* BEGIN SOURCE DOCUMENT *

Sailing & Other Adventures

Month: October 2025

The Coast of the Sun

By Fi

Yes, we’ve made it warm water. Wait. What? Its still not that warm.

We dock in Estepona. Back in Spain after our little British jolly in Gibraltar.

I try out the water as usual, and to be honest, its still chilly. I’m beginning to lose hope that I will swim this year. I am resigned.

Estepona was cute, a little touristy. We found a bar, and my magnet. And a nice restaurant with lovely limoncello. And a statue.

This is becoming a thing I’ve noticed looking through photos.

It wasn’t filling us with super Med vibes, so we thought we’d go and anchor off a white beach with crystal clear blue water.

And then this happened.

Mojito man! Mojito delivery to the boat. We very much enjoyed the watermelon-y goodness of the mojito and to be honest, I kinda hoped he would come back. He also delivers paella if you want. Pretty awesome service. Reminds me of the fellow in Bantry Bay in Sydney who in the mornings delivers freshly ground proper coffee to the boat.

The sunsets are spectacular.

Moving along… Another beautiful beach, but no. The water is still too cold for this Aussie cold fish.

We decide to push in further. Our experience is that we can usually turn up at a marina and they will find a place to put us. We found a marina that we figured would have space, and we had a whole aeroplane display to welcome us in!

This aeroplane did back flips and nose dives as we came into the marina.

We docked at the waiting dock, and after some time, and a phone call, were promptly told that they don’t have space and we had to move along. Oh… Quick replan.

Another anchorage. A stunning wild anchorage with dry cliffs, some swimming, crystal clear blue water and some nice walks.

The Parque Natural del Cabo de Gata-Níjar.

Stunning anchorage. Away is right over the far side.
I used all my spanish to ask some nice people to take this photo. It consisted of please, thank you very much and 2 glasses of red wine.
Its still fresh!

At this point we decided lets get going. We had guests visiting us soon, so a quick trip up to Aguilas was in order to pick up our friends for some sailing adventures.

It was definitely at this point, mid September, that we made the decision that this winter, we will put in airconditioning. I don’t think I’ve ever been so hot, and I’m from Sydney. Its not so bad on anchor with a nice breeze, but in a marina, no. No, no, no.

Away parked up in possibly the hottest marina I’ve ever been in. There is a huge concrete wall behind us keeping the sea out, and the heat in.

And so it was, with an ice pack on my neck, desperately trying to cool down, that we found our lovely friends, just arrived from rainy cold London.

Yay they made it for a sailing adventure!

After a little boat intro, and an unpack, we head out for a lovely meal and a catchup, ready to get sailing the next day.

We’ve chosen a day with a bit of light up wind sailing and a little bit of tacking, not too bad for a first trip on Away. Ben and Nicole quickly get their sea legs and we make it to a beautiful anchorage at La Chapineta, where I promply set up my SunChill, because the water, the water is WARM!!!!!!!!

YAY!!!

* END SOURCE DOCUMENT *

• _TO BE DONE_
1/ From the sailing blog post, copy the passage between "Another anchorage. A" and "Cabo de Gata-Níjar.", inclusive.
2/ According to the sailing blog post, at which anchorage did the water finally turn out to be warm?

* BEGIN RECORDS SHOWN *

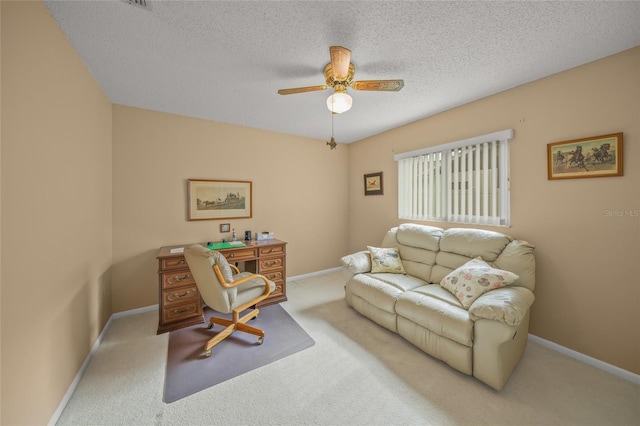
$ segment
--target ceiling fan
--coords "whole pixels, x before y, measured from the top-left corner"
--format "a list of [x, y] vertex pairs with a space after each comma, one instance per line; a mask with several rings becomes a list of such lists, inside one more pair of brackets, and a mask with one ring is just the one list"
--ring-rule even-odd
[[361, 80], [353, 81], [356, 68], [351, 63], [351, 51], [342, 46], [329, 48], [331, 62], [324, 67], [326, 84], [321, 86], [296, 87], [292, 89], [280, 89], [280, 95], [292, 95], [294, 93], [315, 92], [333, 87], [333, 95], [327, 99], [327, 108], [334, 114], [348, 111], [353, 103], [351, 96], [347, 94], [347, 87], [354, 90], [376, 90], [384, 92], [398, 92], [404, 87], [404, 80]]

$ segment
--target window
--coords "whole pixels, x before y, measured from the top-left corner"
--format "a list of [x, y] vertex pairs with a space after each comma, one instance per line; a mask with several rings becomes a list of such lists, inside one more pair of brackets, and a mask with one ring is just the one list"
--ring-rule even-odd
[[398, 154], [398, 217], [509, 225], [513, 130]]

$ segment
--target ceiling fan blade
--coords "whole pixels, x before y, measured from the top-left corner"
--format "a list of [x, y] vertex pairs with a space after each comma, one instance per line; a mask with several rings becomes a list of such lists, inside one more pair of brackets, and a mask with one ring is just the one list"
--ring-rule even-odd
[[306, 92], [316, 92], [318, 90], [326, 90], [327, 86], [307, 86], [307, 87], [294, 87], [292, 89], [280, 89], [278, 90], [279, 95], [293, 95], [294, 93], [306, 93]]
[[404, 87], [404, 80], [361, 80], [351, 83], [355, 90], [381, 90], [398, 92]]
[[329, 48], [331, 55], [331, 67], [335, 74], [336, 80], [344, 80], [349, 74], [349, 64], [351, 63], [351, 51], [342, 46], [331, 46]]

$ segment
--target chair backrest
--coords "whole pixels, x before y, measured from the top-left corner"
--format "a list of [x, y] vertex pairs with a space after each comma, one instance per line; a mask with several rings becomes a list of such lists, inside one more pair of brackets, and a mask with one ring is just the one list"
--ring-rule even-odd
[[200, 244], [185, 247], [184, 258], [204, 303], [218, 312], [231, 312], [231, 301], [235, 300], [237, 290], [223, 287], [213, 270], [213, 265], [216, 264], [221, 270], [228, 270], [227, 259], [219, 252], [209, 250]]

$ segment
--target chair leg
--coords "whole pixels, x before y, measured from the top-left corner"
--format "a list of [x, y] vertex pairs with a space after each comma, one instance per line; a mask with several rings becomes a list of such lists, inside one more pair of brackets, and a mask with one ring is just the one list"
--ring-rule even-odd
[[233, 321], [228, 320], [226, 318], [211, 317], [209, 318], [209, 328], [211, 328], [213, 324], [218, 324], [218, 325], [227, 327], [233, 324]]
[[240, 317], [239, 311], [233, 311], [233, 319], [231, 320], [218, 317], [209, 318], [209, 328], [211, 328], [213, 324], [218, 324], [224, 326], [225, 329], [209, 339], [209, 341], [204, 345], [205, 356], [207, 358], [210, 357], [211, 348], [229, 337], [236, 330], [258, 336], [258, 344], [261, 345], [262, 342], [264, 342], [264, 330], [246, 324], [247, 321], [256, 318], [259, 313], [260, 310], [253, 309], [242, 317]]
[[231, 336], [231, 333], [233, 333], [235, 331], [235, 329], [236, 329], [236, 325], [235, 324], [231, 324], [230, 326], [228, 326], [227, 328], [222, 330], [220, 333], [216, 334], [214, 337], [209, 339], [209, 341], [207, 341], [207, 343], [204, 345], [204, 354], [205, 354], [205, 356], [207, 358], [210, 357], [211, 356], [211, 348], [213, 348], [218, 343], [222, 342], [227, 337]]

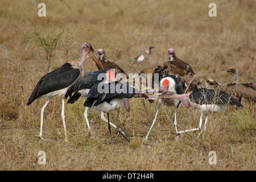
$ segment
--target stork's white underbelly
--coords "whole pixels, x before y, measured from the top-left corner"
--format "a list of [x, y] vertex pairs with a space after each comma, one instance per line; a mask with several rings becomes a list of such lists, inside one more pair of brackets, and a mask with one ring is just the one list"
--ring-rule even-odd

* END RECORDS SHOWN *

• _SOLUTIONS_
1/
Another anchorage. A stunning wild anchorage with dry cliffs, some swimming, crystal clear blue water and some nice walks.

The Parque Natural del Cabo de Gata-Níjar.

2/ La Chapineta